Today we'll discuss even further
disorders of the biliary system.
And we'll focus on cholestatic liver diseases.
So let's begin with a case.
A 65-year-old woman presents to clinic
with 4 months of fatigue, pruritus and dry eyes.
She does not have fever, chills, jaundice,
rashes, night sweats or weight loss.
She has a history of hyperlipidemia
for which she takes rosuvastatin.
She has no other medical problems.
Vitals are normal, physical
exam is unremarkable.
No rashes are noted.
Her labs are notable for an ALT of 75 (U/L),
AST 45 (U/L), alkaline phosphatase 420 (U/L)
and total bilirubin 1.5 (mg/dL)
In addition, her antimitochondrial
antibody titer is 1:640
A right upper quadrant ultrasound is normal.
What is the most likely diagnosis?
So let's point out here that she has
had 4 months of kind of vague symptoms
with generalized pruritis without a rash, which
would prompt you to think of a systemic disorder.
She also has a cholestatic pattern
elevation of her hepatic panel.
So, a primarily elevation in her alkaline
phosphatase and the total bilirubin
out of proportion to the ALT and AST.

● ● ● ●

Pick up the lecture transcript on cholestatic liver diseases after its final line and continue it.

Provided data:

● ● ● ●

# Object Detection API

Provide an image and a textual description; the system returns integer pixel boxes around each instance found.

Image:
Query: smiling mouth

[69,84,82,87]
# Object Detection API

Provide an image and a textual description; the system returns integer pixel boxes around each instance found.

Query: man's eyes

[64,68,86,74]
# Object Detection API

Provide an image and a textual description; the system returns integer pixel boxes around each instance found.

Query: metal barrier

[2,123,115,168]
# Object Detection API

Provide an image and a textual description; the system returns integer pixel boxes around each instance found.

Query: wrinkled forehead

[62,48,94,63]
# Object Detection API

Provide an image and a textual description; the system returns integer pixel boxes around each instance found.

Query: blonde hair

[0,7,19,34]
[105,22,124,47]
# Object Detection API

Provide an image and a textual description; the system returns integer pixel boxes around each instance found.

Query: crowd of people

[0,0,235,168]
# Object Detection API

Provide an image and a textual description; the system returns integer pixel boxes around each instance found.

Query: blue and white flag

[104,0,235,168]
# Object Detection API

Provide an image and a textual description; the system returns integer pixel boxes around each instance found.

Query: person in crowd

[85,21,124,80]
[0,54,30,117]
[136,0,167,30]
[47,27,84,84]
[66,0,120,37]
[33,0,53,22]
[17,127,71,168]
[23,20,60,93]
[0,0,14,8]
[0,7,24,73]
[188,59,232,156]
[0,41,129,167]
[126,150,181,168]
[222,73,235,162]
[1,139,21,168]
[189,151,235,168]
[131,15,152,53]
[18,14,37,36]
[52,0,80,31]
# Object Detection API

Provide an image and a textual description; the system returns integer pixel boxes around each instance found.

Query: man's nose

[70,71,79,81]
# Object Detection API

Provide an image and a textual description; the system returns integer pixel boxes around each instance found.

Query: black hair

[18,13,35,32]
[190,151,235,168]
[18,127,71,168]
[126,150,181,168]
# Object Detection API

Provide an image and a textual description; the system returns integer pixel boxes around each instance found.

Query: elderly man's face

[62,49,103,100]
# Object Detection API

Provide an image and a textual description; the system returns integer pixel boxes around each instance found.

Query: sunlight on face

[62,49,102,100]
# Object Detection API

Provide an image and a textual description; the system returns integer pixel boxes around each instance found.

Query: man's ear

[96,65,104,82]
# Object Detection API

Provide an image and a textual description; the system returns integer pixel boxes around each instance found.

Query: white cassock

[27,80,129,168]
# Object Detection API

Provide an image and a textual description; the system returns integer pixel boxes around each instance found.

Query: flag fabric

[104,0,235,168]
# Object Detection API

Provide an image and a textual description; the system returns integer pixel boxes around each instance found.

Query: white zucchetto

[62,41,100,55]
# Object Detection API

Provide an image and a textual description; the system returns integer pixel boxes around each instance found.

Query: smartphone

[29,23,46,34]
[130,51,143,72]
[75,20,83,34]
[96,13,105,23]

● ● ● ●

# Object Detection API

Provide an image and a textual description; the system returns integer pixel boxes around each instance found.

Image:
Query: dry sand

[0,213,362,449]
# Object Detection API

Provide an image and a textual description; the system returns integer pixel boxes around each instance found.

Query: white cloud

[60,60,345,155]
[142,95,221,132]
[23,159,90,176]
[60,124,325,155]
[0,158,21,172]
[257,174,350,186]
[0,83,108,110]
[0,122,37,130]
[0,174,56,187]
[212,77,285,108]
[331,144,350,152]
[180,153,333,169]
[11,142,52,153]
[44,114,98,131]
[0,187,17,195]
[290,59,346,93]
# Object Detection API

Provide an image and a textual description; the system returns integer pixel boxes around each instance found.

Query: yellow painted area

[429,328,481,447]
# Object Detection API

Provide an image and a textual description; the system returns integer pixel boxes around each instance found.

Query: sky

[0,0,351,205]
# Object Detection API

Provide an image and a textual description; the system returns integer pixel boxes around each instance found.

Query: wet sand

● ● ● ●

Reply:
In addition, she has this elevated
AMA antibody which we will discuss.
So, now let's discuss a condition
called primary biliary cholangitis.
This is an immune-mediated disease
where the small interlobular bile ducts
get destroyed by the autoimmune process.
It mostly affects middle-aged women
and can cause hypercholesterolemia
so patients will come in presenting
with fatigue, generalized pruritus
so a feeling of being itchy everywhere,
jaundice and dry eyes.
On physical exam, you may see evidence
of hyperpigmentation or darkening of the skin,
they may have xanthelasmas or xanthomas which are
findings of high cholesterol which we'll discuss later
and hepatomegaly or an enlarged liver.
The diagnosis is made by finding this cholestatic
pattern of elevation in the liver enzymes.
So again, that means a predominant elevation
in the alkaline phosphatase, GGT and bilirubin.
You may also confirm the diagnosis
with a positive antimitochondrial antibody.
So, we mentioned this physical exam
findings of xanthelasma and xanthoma.
A xanthelasma is simply a fatty cholesterol
deposit on the eyelid as shown here.
A xanthoma is a very similar finding except that it
is a deposit on the skin and usually over the joints.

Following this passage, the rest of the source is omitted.